[SOURCE EXCERPT]
━━━
The only way to eliminate confounds is to understand them, and either control
for them or bound them to an acceptable error tolerance. For a simple
benchmark such as this, cache misses and page faults reach steady state within
the first millisecond of operation; the error they contribute to the
measurement of a .1s benchmark (even in aggregate) is no more than 1% — almost
surely acceptable.

I have no experience with .Net, and would not care to make any estimates on
the contribution of VM startup time, but the experiment in question does not
include the VM startup in the measurement.

If a system were so noisy as to have interrupt storms on the order of .1s,
then I would not be comfortable with timings that run for 60s either. I would
much rather have statistics on 100 measurements of .1s each, which would make
clear the impact of such anomalies (while still being faster to gather). There
are many events that can make such measurements slower, but almost none that
can make them faster; the distribution of the measurements is typically well-
modeled by a Poisson distribution with bias. If one is actually trying to
eliminate the effect of those events from the measurement, taking the minimum
over many short samples is actually much closer to the truth than averaging
over one long sample. If instead one is trying to include the effect of such
events, then a different statistic would be in order.
━━━
[MATERIAL]

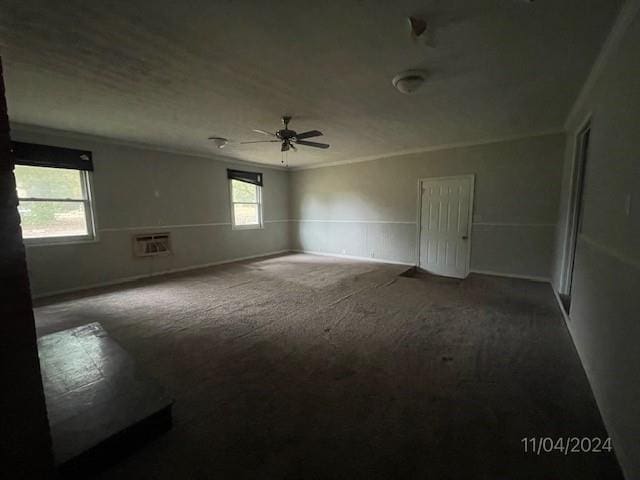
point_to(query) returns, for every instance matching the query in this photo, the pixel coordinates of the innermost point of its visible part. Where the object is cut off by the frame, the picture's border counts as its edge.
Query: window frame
(253, 226)
(88, 201)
━━━
[DIRECTIONS]
a. According to the benchmarking excerpt, how soon do cache misses and page faults reach steady state in a simple benchmark?
b. Reproduce the stretch of the benchmarking excerpt from "If a system" through "be in order.".

[ANSWER SET]
a. Within the first millisecond of operation.

b.
If a system were so noisy as to have interrupt storms on the order of .1s,
then I would not be comfortable with timings that run for 60s either. I would
much rather have statistics on 100 measurements of .1s each, which would make
clear the impact of such anomalies (while still being faster to gather). There
are many events that can make such measurements slower, but almost none that
can make them faster; the distribution of the measurements is typically well-
modeled by a Poisson distribution with bias. If one is actually trying to
eliminate the effect of those events from the measurement, taking the minimum
over many short samples is actually much closer to the truth than averaging
over one long sample. If instead one is trying to include the effect of such
events, then a different statistic would be in order.